*Aim of the task*. Copy the lines below, keeping every character unchanged, from the line containing "TARGET = knitted mitten" up to and including the line containing "(771, 1277)".

Records from a point-labeling set

┌──

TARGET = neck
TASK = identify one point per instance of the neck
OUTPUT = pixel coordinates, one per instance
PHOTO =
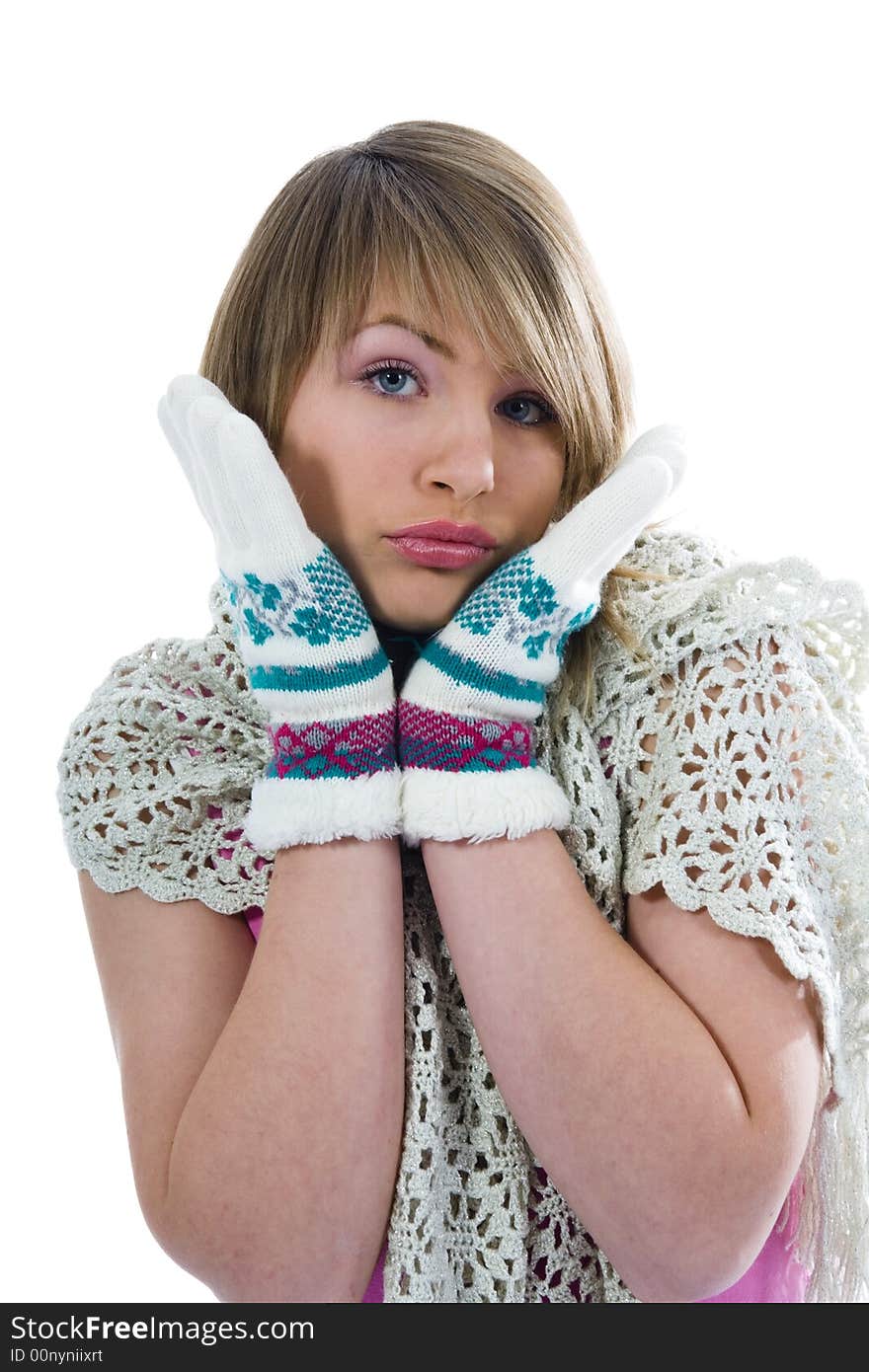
(401, 648)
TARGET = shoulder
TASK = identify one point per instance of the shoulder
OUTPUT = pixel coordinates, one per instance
(157, 769)
(715, 600)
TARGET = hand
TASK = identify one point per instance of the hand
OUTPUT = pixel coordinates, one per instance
(313, 657)
(467, 710)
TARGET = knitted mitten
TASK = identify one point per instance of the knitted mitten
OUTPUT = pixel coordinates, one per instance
(312, 654)
(467, 710)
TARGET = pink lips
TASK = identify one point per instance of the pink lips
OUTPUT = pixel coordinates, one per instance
(434, 552)
(442, 544)
(449, 533)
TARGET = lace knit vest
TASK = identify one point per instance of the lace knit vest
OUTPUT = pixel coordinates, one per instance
(155, 777)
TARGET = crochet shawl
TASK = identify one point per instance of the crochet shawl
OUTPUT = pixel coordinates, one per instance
(155, 778)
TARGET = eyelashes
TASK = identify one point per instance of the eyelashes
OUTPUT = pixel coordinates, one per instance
(408, 369)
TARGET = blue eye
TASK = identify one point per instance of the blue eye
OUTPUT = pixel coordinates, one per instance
(403, 369)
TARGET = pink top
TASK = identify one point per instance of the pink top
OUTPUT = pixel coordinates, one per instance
(771, 1277)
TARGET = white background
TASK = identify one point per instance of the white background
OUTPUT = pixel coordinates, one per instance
(714, 158)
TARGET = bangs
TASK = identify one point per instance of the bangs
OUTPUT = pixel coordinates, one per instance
(433, 265)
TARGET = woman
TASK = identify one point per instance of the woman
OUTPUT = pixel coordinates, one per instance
(560, 966)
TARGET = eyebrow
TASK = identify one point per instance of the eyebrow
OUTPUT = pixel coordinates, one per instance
(443, 348)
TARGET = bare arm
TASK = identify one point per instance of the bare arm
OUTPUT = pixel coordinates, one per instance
(277, 1179)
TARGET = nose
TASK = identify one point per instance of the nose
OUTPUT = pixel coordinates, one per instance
(465, 468)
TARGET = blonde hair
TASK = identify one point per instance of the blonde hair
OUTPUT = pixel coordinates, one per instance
(463, 227)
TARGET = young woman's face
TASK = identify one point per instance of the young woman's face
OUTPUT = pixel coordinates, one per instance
(428, 438)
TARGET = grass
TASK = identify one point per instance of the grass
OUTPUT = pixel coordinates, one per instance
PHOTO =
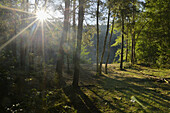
(133, 90)
(112, 92)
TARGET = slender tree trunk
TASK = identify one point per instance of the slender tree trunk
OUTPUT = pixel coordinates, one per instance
(127, 45)
(108, 56)
(104, 46)
(60, 56)
(78, 49)
(97, 47)
(68, 51)
(133, 35)
(122, 45)
(74, 29)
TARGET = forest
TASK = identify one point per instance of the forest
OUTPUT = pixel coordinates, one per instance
(84, 56)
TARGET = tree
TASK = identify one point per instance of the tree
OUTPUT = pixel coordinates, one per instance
(97, 48)
(78, 48)
(122, 43)
(104, 46)
(60, 57)
(109, 44)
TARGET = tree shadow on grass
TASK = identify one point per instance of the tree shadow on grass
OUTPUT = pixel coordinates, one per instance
(129, 86)
(80, 101)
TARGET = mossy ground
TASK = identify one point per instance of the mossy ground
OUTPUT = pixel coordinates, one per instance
(107, 93)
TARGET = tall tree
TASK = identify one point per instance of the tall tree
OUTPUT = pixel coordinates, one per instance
(60, 57)
(122, 43)
(133, 34)
(104, 46)
(108, 54)
(97, 22)
(78, 48)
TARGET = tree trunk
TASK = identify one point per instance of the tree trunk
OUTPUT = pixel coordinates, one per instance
(104, 46)
(74, 29)
(60, 56)
(78, 48)
(122, 45)
(108, 56)
(127, 45)
(133, 35)
(68, 51)
(97, 47)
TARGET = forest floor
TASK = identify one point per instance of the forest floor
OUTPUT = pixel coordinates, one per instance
(136, 89)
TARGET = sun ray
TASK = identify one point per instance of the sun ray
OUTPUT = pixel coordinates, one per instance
(13, 38)
(27, 18)
(33, 33)
(14, 9)
(46, 1)
(51, 23)
(50, 29)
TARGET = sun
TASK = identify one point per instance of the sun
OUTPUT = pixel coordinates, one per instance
(42, 15)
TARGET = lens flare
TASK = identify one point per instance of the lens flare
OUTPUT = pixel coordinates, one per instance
(42, 15)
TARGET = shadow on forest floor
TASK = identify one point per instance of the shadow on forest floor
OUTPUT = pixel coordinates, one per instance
(80, 101)
(112, 92)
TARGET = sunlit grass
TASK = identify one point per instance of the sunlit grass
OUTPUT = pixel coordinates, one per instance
(13, 38)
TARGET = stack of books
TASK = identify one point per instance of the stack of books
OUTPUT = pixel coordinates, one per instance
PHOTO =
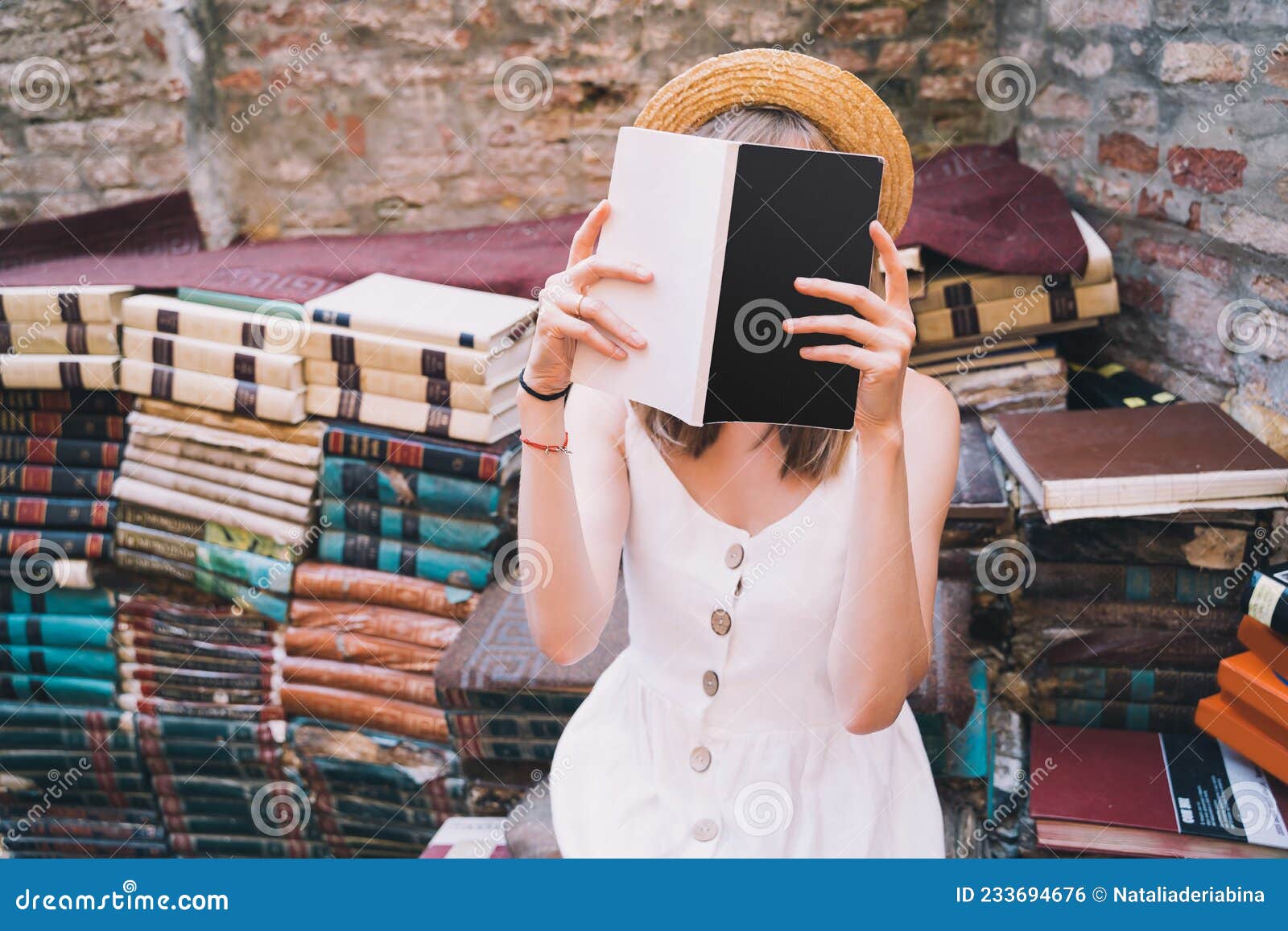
(74, 785)
(1133, 521)
(377, 795)
(991, 336)
(60, 338)
(214, 357)
(1249, 712)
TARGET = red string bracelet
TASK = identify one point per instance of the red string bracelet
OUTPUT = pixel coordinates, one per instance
(545, 447)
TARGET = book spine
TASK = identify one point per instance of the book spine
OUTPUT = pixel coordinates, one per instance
(423, 455)
(398, 523)
(392, 555)
(64, 544)
(205, 531)
(53, 373)
(57, 480)
(349, 583)
(277, 370)
(64, 452)
(17, 510)
(64, 425)
(1265, 598)
(345, 478)
(64, 402)
(229, 396)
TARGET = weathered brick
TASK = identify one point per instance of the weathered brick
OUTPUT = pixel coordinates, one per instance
(1206, 169)
(1183, 62)
(1127, 151)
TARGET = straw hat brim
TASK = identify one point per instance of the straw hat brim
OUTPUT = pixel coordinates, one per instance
(847, 109)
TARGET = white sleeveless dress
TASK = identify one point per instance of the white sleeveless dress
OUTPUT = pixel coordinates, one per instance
(715, 731)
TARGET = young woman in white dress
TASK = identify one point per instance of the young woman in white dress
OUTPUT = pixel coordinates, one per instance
(779, 579)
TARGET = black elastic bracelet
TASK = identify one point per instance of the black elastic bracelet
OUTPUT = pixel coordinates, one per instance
(539, 396)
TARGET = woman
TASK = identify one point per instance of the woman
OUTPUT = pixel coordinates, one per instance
(781, 579)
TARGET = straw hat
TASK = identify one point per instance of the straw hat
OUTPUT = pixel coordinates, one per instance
(847, 109)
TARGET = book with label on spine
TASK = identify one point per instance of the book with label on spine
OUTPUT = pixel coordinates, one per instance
(64, 425)
(229, 396)
(206, 531)
(496, 463)
(242, 364)
(72, 304)
(52, 373)
(19, 510)
(77, 454)
(60, 339)
(392, 306)
(258, 572)
(419, 527)
(414, 416)
(406, 559)
(345, 478)
(455, 394)
(725, 229)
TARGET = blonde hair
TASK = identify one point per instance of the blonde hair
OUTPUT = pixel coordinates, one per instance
(808, 452)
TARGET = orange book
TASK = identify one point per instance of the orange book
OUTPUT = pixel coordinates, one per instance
(1253, 734)
(1256, 686)
(1270, 647)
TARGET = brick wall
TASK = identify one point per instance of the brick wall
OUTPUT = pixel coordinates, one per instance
(1167, 122)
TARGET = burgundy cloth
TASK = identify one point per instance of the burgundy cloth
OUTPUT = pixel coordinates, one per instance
(160, 225)
(509, 259)
(980, 205)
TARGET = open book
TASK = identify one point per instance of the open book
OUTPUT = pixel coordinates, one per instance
(727, 229)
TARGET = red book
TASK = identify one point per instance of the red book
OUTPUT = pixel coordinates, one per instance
(1270, 648)
(1140, 793)
(1257, 737)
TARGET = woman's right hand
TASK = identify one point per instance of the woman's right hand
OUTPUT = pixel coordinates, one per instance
(567, 315)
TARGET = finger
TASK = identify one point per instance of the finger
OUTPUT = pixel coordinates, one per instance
(584, 242)
(845, 354)
(597, 267)
(573, 328)
(897, 277)
(861, 299)
(594, 309)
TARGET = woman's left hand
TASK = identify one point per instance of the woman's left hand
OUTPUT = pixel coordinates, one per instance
(884, 330)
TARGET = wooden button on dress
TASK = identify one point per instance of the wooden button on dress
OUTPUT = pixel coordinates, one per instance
(706, 830)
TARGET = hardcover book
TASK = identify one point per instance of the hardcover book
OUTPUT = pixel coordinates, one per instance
(390, 306)
(727, 229)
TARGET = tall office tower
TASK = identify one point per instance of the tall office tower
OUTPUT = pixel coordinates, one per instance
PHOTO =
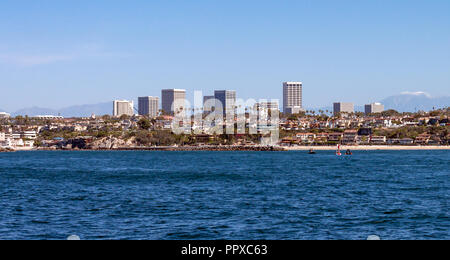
(148, 106)
(292, 97)
(173, 100)
(228, 100)
(373, 108)
(341, 107)
(208, 104)
(123, 107)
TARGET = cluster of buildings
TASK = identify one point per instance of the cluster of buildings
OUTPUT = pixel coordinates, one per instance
(356, 130)
(302, 129)
(18, 139)
(174, 100)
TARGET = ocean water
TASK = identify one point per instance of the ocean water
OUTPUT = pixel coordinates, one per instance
(225, 195)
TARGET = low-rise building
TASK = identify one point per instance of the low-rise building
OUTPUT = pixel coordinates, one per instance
(406, 141)
(334, 137)
(350, 137)
(422, 139)
(306, 137)
(378, 140)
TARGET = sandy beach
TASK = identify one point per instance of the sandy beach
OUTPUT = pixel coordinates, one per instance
(368, 147)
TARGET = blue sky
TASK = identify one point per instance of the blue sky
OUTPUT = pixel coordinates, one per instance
(60, 53)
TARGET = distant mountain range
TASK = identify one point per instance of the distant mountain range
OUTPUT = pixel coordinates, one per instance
(405, 102)
(412, 102)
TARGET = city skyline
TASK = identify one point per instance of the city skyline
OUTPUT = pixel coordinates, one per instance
(355, 51)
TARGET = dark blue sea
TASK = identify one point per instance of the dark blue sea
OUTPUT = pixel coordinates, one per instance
(225, 195)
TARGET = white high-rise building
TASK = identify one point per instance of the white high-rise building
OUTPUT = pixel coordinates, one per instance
(228, 100)
(208, 104)
(342, 107)
(173, 100)
(292, 97)
(148, 106)
(123, 107)
(373, 108)
(4, 115)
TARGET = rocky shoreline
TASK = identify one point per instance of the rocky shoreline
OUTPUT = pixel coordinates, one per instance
(179, 148)
(4, 150)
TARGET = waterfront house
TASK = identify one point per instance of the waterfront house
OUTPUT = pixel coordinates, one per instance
(306, 137)
(378, 140)
(423, 139)
(406, 141)
(350, 137)
(393, 141)
(334, 137)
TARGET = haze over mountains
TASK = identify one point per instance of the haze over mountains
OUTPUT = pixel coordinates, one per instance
(405, 102)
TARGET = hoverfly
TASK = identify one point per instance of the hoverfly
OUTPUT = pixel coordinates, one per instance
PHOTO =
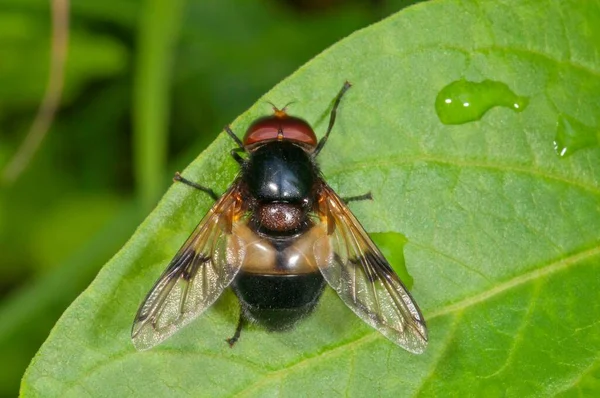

└──

*Exercise output*.
TARGET = knitted mitten
TASK = identify one point per instance of the knitted mitten
OUTPUT = pixel coordinates, one per instance
(312, 654)
(467, 710)
TARGET = pink lips
TASK = identify one point per instance of the pink lips
OUTPUT = pixel coordinates, one per instance
(434, 552)
(442, 544)
(449, 533)
TARGET = lace knit vest
TASK = identify one point per instance of the lace knit vest
OUTPUT = pixel coordinates, one per instance
(155, 777)
TARGET = crochet shawl
TASK = identify one point per instance of the crochet shawl
OUTPUT = pixel coordinates, one per instance
(155, 778)
TARGET = eyelashes
TASK = identify one point per instance of the eyelashes
OUTPUT = pixel coordinates, one per instance
(408, 369)
TARGET = blue eye
TASK = identify one point per instance of the blue eye
OUTPUT = pixel coordinates, one per instance
(403, 369)
TARGET = pink top
TASK = identify one point per instance of the pink top
OUTPUT = pixel coordinates, one per instance
(771, 1277)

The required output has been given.